#### What the exercise asks:
In the article on the SSENSE flagship store, retype the passage that starts at the words "Photography via SSENSE" and ends after the words "that’s the point.", keeping every word and punctuation mark unchanged.

#### Source excerpt:
◆ ◆ ◆ ◆
Photography via SSENSE

SSENSE’s New Montreal Flagship Store is the Future of Retail

“Anybody can get in and sleep, shop, have sex, play,” says editor-in-chief of SSENSE, Joerg Koch, describing the architectural concept of Fun Palace, conceived by architect Cedric Price in 1964. Though it was never erected, Fun Palace was designed as a flexible leisure space where individuals could come to do whatever they pleased, be it “starting a riot or beginning a painting.” Fun Palace seems to have little in common with a traditional retail store, built for the express purpose of facilitating the sale of goods, but perhaps that’s the point.

While it’s highly unlikely to be hosting any public sex, the philosophy of Fun Palace heavily informs the design of SSENSE’s new Montreal location, which opens its doors May 3rd. Located on rue Saint-Sulpice in old Montreal, a fusty historic façade encases an entirely new brutalist concrete structure designed by architect David Chipperfield. The building serves as a perfect metaphor for the brand. As founder Rami Atallah says, “SSENSE is a lot about the tensions.”
◆ ◆ ◆ ◆
#### Supplied entries:
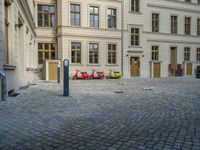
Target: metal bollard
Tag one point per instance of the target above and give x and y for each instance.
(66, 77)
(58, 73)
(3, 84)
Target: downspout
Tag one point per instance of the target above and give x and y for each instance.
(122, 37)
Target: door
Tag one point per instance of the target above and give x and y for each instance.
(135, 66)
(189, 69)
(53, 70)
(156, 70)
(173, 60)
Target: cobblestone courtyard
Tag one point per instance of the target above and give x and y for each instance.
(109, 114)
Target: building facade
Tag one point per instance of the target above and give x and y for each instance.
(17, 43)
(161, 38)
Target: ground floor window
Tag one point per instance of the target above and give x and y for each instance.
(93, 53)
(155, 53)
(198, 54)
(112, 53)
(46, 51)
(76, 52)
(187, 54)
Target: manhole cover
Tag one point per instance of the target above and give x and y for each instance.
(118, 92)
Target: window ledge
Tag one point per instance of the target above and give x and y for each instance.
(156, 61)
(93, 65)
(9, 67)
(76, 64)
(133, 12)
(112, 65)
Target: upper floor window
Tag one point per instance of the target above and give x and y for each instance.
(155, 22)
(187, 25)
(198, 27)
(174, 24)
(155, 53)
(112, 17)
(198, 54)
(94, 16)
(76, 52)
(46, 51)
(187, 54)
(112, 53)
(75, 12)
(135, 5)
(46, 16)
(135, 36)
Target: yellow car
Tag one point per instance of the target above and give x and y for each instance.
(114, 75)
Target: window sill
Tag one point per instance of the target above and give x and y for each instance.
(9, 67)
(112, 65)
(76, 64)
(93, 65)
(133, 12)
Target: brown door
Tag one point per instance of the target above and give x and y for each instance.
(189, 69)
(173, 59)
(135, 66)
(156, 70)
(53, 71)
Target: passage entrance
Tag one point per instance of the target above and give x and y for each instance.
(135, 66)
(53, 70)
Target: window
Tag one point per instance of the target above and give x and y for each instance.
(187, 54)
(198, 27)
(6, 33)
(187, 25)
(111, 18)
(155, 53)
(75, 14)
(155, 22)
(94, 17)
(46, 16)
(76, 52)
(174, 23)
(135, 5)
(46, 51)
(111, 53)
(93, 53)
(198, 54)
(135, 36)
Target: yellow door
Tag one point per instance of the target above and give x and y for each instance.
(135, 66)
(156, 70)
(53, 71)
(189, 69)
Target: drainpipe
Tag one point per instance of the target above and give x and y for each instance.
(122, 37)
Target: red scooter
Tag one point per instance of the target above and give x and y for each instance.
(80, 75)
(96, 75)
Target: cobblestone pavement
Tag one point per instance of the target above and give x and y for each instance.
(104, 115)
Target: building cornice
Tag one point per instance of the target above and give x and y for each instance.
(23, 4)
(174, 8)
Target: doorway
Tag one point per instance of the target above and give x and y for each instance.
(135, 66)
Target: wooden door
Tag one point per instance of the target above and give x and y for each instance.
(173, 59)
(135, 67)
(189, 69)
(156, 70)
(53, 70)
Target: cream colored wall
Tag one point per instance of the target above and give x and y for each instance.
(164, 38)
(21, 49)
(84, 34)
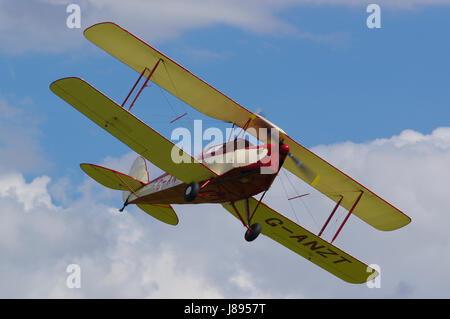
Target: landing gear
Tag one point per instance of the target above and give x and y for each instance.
◆ ◆ ◆ ◆
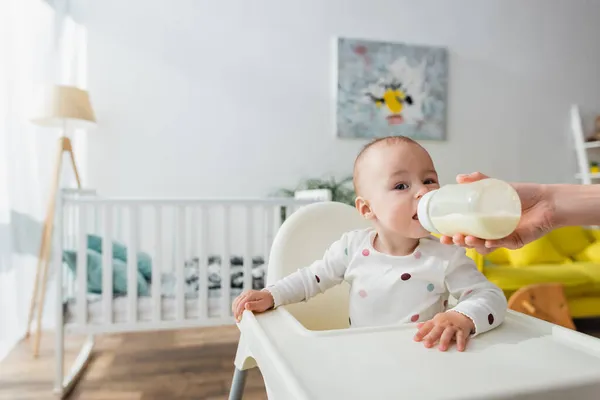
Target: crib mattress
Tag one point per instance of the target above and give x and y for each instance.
◆ ◆ ◆ ◆
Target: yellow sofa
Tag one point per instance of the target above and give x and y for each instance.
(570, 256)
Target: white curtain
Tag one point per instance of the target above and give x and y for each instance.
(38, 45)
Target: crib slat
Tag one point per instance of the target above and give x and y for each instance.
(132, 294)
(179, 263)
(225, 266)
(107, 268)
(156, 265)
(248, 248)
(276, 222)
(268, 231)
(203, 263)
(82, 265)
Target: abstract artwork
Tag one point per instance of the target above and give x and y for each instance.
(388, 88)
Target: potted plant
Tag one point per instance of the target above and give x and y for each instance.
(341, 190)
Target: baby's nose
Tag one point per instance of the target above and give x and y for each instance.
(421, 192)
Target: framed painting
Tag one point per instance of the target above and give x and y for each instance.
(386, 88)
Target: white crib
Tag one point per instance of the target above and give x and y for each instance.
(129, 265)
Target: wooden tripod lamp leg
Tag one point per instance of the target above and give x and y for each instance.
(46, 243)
◆ ◆ ◆ ◆
#### Full answer:
Photography via SSENSE

SSENSE’s New Montreal Flagship Store is the Future of Retail

“Anybody can get in and sleep, shop, have sex, play,” says editor-in-chief of SSENSE, Joerg Koch, describing the architectural concept of Fun Palace, conceived by architect Cedric Price in 1964. Though it was never erected, Fun Palace was designed as a flexible leisure space where individuals could come to do whatever they pleased, be it “starting a riot or beginning a painting.” Fun Palace seems to have little in common with a traditional retail store, built for the express purpose of facilitating the sale of goods, but perhaps that’s the point.